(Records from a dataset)
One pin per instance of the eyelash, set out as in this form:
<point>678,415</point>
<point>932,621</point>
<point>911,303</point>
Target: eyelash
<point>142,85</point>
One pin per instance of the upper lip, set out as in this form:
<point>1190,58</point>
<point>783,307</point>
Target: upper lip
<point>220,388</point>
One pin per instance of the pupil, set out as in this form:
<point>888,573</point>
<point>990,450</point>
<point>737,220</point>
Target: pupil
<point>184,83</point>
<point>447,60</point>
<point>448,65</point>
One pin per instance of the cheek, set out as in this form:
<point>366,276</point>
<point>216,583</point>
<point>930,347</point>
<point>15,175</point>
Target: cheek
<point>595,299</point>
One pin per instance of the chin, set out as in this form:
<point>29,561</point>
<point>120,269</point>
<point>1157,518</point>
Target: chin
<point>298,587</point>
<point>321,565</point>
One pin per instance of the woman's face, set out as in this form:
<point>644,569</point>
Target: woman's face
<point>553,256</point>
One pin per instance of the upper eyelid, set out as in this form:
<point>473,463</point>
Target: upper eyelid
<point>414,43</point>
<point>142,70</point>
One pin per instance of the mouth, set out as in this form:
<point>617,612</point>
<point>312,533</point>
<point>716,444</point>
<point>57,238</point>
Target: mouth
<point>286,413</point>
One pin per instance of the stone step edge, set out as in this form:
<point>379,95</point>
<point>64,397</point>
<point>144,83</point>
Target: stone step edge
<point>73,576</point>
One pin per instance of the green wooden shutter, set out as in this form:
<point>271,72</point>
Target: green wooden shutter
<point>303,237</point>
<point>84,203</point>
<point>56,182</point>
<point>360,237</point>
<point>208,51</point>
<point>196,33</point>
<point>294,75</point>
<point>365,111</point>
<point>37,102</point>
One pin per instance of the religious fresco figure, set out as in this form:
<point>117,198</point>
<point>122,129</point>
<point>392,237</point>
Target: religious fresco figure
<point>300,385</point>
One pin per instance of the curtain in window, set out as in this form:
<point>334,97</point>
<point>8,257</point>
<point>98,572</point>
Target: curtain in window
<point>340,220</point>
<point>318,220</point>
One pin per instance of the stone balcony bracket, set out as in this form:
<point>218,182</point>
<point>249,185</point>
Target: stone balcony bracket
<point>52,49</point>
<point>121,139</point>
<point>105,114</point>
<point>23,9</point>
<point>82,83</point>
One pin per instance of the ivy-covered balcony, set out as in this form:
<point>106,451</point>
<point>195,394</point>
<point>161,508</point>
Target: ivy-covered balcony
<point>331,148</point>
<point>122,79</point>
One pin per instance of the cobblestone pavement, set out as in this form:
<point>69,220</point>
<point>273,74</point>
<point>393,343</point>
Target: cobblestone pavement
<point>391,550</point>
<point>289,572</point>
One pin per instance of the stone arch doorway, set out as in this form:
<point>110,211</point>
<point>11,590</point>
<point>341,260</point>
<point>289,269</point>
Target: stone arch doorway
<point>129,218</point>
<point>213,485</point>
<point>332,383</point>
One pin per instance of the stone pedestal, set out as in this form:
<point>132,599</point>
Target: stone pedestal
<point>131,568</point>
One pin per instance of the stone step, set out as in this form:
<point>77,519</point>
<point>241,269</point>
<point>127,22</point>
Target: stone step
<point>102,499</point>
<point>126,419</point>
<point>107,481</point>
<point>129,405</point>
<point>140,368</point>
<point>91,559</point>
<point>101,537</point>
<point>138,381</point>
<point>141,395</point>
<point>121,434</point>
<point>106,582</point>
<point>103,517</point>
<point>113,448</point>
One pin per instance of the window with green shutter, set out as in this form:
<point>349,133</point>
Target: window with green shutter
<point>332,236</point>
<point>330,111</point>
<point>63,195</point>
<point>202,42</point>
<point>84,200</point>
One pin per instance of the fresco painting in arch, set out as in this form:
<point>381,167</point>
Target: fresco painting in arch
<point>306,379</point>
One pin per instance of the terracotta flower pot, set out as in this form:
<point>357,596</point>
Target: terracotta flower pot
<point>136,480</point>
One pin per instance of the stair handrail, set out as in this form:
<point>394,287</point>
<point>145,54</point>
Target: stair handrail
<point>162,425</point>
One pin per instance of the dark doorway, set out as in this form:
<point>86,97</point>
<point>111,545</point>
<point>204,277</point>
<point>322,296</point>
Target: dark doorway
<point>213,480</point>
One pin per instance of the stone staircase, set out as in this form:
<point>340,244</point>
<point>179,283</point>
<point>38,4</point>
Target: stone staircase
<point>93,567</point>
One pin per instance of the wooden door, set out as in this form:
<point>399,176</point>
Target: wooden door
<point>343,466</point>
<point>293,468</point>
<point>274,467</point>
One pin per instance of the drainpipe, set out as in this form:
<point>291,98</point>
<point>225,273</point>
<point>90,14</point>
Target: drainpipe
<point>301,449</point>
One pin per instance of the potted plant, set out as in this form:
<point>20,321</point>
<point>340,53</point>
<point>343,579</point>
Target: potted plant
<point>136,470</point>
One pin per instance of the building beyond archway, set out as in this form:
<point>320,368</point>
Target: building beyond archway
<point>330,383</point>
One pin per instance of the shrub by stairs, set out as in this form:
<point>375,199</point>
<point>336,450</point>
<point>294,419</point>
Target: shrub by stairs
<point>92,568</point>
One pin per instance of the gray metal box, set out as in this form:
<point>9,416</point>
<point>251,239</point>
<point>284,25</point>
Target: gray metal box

◆ **Stated task**
Resize the answer point coordinates in the rows, beginning at the line that contains "One pin per instance of the shrub" and stopping after the last row. Write those lines out again, requests included, with each answer coordinate multiplied by 2.2 and rounded to a whole number (halves up), and leave the requests and their sample points unchanged.

◆ **Exercise response**
One pin per instance of the shrub by stairs, set out as in this form:
<point>375,199</point>
<point>336,450</point>
<point>294,419</point>
Target: shrub by stairs
<point>202,1250</point>
One pin per instance of the gray metal box, set out as in this form:
<point>9,416</point>
<point>251,239</point>
<point>284,25</point>
Target: gray metal box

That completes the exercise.